Exercise requirements: From the line containing "by the even-odd rule" down to the line containing "<instances>" in the records below, reproduce every line exactly, ends included, and omit all others.
= = = =
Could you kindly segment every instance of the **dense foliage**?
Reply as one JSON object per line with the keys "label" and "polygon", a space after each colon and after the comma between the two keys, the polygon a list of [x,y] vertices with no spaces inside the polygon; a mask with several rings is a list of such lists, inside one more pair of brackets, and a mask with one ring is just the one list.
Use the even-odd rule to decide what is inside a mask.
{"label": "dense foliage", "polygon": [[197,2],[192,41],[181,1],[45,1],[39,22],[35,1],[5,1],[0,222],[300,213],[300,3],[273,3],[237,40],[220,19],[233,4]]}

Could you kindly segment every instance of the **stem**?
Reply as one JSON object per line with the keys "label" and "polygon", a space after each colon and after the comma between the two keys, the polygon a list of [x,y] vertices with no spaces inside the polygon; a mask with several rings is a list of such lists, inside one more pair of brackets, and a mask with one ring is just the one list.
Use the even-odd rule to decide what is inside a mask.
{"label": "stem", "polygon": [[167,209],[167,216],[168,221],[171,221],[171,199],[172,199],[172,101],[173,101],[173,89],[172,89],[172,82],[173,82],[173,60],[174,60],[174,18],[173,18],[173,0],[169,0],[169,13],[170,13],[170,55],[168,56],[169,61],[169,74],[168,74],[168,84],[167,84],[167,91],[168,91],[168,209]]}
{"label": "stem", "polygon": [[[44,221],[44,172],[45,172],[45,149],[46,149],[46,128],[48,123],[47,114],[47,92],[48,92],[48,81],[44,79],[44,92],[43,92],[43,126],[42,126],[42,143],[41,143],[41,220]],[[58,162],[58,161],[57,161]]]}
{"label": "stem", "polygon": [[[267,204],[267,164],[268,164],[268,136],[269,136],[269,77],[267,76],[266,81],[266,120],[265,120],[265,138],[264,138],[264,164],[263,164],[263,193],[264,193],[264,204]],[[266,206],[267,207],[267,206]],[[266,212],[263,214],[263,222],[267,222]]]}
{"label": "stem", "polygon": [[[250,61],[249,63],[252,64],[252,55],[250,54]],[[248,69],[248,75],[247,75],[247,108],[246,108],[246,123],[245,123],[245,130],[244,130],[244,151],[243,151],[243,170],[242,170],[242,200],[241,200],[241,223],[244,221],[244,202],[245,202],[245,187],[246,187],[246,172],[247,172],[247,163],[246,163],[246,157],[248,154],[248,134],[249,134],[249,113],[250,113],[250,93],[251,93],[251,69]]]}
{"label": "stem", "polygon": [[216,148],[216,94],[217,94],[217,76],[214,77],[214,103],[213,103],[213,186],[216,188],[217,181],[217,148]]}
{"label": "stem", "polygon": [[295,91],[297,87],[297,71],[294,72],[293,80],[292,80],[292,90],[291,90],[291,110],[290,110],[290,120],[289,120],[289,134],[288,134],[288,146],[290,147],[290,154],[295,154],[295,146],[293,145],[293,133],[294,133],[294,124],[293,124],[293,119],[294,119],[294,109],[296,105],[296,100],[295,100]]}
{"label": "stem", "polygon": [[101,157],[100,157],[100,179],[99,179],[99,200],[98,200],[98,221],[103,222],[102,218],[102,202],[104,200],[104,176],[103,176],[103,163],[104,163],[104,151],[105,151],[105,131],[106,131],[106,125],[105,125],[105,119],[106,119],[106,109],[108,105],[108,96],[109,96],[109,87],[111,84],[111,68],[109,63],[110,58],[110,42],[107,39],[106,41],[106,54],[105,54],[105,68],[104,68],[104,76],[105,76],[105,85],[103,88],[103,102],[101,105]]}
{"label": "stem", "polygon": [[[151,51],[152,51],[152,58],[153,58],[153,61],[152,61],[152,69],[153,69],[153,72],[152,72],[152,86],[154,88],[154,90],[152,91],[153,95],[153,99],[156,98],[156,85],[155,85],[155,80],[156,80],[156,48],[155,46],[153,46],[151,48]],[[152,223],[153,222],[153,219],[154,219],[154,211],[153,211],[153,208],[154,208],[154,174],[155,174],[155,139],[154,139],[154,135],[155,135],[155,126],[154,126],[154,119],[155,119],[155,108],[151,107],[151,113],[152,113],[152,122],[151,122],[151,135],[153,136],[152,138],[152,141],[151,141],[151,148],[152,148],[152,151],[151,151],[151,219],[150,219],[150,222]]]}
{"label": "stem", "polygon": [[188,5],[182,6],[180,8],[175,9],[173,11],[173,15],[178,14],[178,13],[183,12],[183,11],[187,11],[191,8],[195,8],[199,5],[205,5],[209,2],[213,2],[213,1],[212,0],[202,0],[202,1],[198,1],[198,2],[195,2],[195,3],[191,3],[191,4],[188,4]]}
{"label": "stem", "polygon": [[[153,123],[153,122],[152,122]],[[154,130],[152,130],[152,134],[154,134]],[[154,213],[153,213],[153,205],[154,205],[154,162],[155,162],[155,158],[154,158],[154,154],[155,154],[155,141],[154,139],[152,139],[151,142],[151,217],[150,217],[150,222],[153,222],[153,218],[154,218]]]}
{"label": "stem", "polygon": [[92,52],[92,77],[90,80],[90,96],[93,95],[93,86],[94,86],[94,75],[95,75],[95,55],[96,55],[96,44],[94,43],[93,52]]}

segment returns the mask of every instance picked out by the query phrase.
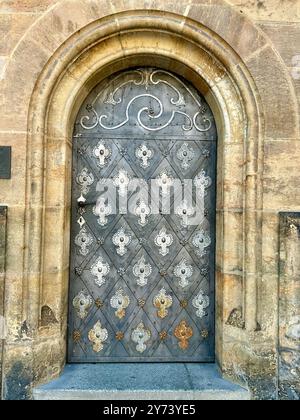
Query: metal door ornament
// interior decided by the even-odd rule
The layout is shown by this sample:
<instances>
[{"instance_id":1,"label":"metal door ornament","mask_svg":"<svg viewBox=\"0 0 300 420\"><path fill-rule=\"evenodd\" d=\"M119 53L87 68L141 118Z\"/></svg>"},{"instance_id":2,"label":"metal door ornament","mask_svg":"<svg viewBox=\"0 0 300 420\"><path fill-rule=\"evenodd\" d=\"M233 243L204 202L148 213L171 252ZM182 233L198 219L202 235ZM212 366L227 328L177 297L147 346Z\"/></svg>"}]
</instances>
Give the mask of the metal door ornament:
= = = =
Answer section:
// interior decided by the even-odd rule
The layout is shown by this sample:
<instances>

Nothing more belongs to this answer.